- _About this exercise_: Read the data, and whenever a line holds the word "every", report that line.

- _Data in this exercise_:
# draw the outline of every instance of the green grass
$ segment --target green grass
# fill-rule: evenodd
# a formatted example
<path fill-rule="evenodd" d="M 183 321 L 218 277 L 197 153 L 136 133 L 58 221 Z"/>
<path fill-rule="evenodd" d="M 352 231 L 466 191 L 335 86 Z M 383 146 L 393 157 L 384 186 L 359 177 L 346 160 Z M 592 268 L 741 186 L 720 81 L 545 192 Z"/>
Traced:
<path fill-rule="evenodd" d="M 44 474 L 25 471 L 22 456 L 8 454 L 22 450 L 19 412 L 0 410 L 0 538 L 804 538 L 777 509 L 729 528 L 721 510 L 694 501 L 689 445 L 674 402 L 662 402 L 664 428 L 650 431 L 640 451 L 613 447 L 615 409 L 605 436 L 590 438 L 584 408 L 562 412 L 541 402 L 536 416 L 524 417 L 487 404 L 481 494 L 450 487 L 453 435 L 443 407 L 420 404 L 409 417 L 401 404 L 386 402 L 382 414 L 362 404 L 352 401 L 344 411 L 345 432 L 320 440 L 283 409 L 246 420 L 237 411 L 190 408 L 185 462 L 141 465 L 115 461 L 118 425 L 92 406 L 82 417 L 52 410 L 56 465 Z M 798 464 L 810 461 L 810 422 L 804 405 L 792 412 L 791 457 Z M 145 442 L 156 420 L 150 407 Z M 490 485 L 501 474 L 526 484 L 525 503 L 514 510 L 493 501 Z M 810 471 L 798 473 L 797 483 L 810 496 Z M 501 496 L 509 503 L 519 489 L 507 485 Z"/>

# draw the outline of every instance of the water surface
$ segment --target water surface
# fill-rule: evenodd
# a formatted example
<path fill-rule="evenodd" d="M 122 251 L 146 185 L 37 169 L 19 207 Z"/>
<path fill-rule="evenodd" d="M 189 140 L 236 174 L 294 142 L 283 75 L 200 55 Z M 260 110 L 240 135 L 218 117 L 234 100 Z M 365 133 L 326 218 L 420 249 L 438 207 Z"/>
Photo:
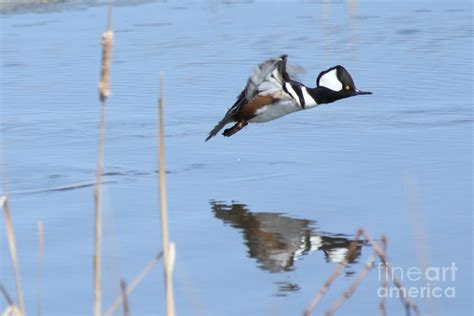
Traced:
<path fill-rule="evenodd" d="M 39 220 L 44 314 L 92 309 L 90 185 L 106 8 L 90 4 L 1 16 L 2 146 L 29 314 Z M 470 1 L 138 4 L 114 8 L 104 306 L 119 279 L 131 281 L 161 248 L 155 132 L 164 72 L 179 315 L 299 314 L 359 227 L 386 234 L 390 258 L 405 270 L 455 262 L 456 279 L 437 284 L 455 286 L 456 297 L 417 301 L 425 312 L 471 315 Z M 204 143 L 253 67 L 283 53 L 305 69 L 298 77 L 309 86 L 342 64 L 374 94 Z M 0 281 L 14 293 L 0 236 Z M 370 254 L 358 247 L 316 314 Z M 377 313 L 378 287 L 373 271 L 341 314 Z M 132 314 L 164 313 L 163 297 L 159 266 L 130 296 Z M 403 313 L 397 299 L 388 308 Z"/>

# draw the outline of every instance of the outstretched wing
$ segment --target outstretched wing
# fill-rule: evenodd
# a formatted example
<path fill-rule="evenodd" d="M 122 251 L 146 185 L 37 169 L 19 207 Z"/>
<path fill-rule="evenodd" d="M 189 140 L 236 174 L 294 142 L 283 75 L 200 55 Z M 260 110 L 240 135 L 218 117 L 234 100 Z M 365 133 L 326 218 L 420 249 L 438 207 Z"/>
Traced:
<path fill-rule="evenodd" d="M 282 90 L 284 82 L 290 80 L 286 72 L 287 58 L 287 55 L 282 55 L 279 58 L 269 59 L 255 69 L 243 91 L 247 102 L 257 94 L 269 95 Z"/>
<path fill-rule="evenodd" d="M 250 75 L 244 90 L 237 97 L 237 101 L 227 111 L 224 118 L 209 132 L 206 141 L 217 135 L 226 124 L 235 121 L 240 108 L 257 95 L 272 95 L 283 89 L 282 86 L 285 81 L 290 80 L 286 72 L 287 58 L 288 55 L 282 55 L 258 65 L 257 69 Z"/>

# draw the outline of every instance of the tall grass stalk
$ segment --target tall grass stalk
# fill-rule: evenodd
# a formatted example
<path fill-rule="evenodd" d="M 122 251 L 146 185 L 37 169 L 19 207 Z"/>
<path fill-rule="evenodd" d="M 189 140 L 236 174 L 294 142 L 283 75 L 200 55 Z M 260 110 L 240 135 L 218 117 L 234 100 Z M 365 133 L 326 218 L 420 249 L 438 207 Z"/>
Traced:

- _Exercise response_:
# draw the outline of every instance of the green grass
# draw the outline of every instance of the water surface
# draw the outline of every instance of the outstretched wing
# draw the outline of every instance of the tall grass stalk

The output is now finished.